For every entry, output the exact wording.

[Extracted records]
#####
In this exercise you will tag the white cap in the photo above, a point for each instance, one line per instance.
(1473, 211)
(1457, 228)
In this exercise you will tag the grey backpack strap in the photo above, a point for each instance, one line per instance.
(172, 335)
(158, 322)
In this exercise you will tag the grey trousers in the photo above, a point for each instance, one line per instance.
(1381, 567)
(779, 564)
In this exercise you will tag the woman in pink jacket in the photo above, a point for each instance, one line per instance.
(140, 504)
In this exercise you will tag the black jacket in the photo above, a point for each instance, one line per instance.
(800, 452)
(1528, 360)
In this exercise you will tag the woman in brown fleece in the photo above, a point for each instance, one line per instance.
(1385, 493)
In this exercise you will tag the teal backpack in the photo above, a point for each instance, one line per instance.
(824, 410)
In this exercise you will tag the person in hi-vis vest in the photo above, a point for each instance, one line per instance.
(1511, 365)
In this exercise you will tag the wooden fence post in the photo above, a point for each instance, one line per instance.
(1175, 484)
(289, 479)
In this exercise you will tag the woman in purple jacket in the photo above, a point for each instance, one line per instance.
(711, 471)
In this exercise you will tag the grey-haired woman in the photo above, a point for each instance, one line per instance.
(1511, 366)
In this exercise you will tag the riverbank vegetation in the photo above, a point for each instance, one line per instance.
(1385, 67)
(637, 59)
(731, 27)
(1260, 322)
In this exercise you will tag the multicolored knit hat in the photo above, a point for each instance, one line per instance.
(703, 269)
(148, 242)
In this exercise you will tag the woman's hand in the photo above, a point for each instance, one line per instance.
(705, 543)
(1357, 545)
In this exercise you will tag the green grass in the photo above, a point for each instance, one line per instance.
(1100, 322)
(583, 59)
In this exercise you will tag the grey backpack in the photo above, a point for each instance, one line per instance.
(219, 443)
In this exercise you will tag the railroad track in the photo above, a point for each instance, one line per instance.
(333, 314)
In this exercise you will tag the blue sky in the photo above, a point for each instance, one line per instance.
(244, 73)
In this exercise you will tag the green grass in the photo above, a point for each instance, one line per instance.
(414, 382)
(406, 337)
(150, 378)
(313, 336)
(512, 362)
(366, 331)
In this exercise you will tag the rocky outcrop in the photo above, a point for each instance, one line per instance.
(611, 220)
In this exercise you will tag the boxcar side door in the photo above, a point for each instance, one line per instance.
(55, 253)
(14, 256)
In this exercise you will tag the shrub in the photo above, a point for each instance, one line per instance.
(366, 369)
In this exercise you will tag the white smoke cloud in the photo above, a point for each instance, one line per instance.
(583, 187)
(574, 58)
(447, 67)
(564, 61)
#####
### Your response:
In this exercise you will tag the white cap in the photo above, a point for each instance, one line per instance.
(1473, 211)
(1457, 228)
In this exercise you will tag the grey backpack strap in the photo above, a point for each instance, one line per instance.
(172, 335)
(158, 322)
In this exercise you will tag the grey trousers in the photo above, a point for each instance, one line per instance.
(1381, 567)
(779, 564)
In this exercise you will tag the woman in pink jacket in the photo above, a point for each instance, one line per instance.
(140, 504)
In this exercise you will tag the black jacket in the photo above, a point for each instance, one line per instance.
(800, 452)
(1528, 360)
In this exercise you will tag the woman in brown fleece in the photo above, a point for each instance, one line per instance.
(1385, 493)
In this exercise you will tag the teal backpack in the photo above, a point for each instance, one line per instance.
(824, 410)
In this exercise you will tag the person in hi-vis vest in the photo above, a point for each instance, one line per instance.
(1511, 365)
In this exercise you will tag the wooden fence post in the photo above, a point for each instance, one line per instance.
(1175, 484)
(289, 479)
In this exercise you will tag the woman in purple jacket in the photo above, a point for each instance, one line per instance.
(711, 471)
In this exercise you will tag the grey-haired woman in the photo above, a point for each instance, one line per instance.
(1511, 366)
In this exercise you will tag the riverbank vegetation in the photo above, a point for each instance, one line per instance.
(1385, 67)
(637, 59)
(731, 27)
(1260, 322)
In this exercise you will tag the multicolored knit hat in the photo above, a point for each instance, one line per instance.
(703, 269)
(148, 242)
In this exercise you will tag the woman's hand in the photo above, a point for each instance, one line per instance.
(705, 543)
(1357, 545)
In this exercise you will tag the green grass in the photo above, a point for each instance, one line per instance.
(1100, 322)
(583, 59)
In this exercise you will tag the grey backpack in the photo above, a point for each instance, one line per instance.
(219, 443)
In this exercise you will tag the railroad track in the photo above, a point for each instance, one line per instance.
(333, 314)
In this exercise you will tag the blue sky in the photo above, a point for each instance, one line per instance.
(244, 73)
In this exercise you will tag the green grass in the photo above, a point for each instance, one line per instance.
(414, 382)
(406, 337)
(150, 378)
(313, 336)
(512, 362)
(366, 331)
In this exercise you will tag the rocky outcrop in the photo above, a point for each instance, one line per instance.
(611, 220)
In this exercise you will tag the boxcar side door in the photo above, a point for each instance, one line per instance.
(55, 253)
(14, 256)
In this exercise you will tag the shrub in the photo above, a point for each instance, one line per instance.
(366, 369)
In this exercise you will tag the white smoke cloud in the photo above, a point for each instance, one line per instance.
(583, 187)
(574, 58)
(447, 67)
(564, 61)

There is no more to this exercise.